*EXTRAIT:*
====

Tout cela n’est pas le fait du hasard ou des circonstances, aussi difficiles soient-elles. C’est la résultante d’un choix politique qui s’inscrit dans la continuité de ceux des 30 dernières années, en les aggravant même. Comme en porte encore la marque l’avant-projet de loi de financement de la Sécurité sociale (PLFSS) pour 2021, présenté fin septembre aux députés. Édouard Vernier, qui suit cette question avec la plus grande attention, nous en dira sans doute plus, mais déjà cet avant-projet confirme que la logique comptable de réduction des dépenses publiques de santé continue d’être la seule boussole guidant nos gouvernants. Malgré une présentation trompeuse due à l’intégration des dépenses liées à l’épidémie, les chiffres ministériels ne parviennent pas à masquer que le gouvernement prévoit une nouvelle économie de 4 milliards d’euros sur les dépenses d’assurance maladie, dont 800 millions sur l’offre de soins.

====

*EXTRAIT DE DONNÉES:*
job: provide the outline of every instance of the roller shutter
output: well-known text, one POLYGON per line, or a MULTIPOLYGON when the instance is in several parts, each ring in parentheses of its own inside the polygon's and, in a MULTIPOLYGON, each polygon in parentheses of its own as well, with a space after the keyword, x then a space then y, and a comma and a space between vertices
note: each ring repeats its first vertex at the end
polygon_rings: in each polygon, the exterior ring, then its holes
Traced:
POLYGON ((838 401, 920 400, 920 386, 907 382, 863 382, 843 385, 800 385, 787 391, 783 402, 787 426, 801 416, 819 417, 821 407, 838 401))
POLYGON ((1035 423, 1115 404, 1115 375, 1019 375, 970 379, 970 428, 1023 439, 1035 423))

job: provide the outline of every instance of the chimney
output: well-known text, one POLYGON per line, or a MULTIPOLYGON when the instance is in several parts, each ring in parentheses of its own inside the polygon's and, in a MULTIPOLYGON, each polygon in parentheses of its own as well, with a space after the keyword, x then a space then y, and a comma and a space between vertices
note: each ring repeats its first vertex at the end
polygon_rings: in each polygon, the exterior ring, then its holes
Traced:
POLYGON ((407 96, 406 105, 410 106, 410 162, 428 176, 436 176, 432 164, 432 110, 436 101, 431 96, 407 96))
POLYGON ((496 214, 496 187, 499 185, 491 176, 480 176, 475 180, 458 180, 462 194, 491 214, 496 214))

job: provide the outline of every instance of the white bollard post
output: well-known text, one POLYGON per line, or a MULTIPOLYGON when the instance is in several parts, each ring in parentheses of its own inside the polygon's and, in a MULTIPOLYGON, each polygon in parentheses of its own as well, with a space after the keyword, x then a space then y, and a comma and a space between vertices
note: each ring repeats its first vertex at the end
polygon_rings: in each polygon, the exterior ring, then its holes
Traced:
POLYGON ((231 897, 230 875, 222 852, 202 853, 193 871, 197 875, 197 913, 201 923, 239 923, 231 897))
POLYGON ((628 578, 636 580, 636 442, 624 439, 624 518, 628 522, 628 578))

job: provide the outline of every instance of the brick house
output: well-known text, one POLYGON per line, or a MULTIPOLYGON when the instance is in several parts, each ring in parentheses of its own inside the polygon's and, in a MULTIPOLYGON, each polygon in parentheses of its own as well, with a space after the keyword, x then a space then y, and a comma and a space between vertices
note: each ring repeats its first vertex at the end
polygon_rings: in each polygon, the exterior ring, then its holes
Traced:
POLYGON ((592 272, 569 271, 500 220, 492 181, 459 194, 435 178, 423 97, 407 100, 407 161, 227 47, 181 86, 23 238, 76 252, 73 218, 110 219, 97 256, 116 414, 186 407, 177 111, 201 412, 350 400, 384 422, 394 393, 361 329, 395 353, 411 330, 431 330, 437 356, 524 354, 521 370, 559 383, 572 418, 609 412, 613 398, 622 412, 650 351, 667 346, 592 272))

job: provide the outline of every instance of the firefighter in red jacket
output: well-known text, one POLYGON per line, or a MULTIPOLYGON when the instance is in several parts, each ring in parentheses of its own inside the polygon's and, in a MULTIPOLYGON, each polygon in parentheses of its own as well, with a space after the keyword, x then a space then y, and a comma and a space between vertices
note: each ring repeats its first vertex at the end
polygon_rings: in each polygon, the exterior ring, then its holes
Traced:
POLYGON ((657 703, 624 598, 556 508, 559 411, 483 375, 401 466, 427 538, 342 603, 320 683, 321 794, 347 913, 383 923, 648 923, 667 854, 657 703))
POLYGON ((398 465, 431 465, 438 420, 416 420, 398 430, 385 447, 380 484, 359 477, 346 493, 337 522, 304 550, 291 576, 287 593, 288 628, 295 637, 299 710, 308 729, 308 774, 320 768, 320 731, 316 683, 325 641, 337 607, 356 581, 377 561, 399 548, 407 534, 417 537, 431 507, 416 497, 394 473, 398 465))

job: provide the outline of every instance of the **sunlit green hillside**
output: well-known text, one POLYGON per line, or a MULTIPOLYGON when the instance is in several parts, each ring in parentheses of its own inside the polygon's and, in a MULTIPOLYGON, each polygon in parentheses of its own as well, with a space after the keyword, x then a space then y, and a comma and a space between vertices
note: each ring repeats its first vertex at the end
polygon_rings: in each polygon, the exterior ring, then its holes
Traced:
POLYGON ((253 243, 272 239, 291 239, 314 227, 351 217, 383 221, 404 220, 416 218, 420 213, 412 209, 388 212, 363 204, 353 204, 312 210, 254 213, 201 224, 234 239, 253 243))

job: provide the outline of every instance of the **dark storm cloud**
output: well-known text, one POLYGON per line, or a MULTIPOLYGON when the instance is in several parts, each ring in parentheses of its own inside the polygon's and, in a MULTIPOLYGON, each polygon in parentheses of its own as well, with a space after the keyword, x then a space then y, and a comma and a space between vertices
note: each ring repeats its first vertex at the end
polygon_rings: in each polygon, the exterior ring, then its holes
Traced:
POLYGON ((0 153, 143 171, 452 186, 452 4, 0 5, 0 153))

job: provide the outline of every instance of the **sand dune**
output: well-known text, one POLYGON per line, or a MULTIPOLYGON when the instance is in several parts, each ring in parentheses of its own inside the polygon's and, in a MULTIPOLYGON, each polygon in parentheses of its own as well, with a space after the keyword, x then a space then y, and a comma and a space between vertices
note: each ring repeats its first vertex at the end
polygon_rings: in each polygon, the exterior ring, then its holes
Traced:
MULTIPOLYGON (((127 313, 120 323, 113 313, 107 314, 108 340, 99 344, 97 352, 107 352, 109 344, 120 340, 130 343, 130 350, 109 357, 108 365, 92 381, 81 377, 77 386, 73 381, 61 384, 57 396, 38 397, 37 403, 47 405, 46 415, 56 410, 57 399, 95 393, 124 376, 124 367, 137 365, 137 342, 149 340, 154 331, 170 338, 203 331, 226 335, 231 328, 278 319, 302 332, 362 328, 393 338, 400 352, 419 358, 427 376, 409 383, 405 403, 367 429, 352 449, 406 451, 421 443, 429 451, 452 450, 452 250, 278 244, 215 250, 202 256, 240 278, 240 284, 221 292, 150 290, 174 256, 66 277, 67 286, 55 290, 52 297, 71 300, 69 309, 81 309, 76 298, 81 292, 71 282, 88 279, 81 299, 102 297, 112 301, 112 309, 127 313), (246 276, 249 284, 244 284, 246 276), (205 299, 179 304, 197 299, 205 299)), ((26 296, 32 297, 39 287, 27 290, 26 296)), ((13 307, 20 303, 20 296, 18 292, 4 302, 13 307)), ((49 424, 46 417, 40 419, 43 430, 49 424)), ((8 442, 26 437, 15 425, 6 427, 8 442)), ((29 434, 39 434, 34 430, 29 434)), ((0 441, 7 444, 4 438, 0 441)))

====

Indiquez, d'après l'extrait, le montant de la nouvelle économie que le gouvernement prévoit sur les dépenses d'assurance maladie. Les enregistrements ne servent à rien pour ce travail.

*RÉPONSE ATTENDUE:*
Le gouvernement prévoit une nouvelle économie de 4 milliards d'euros.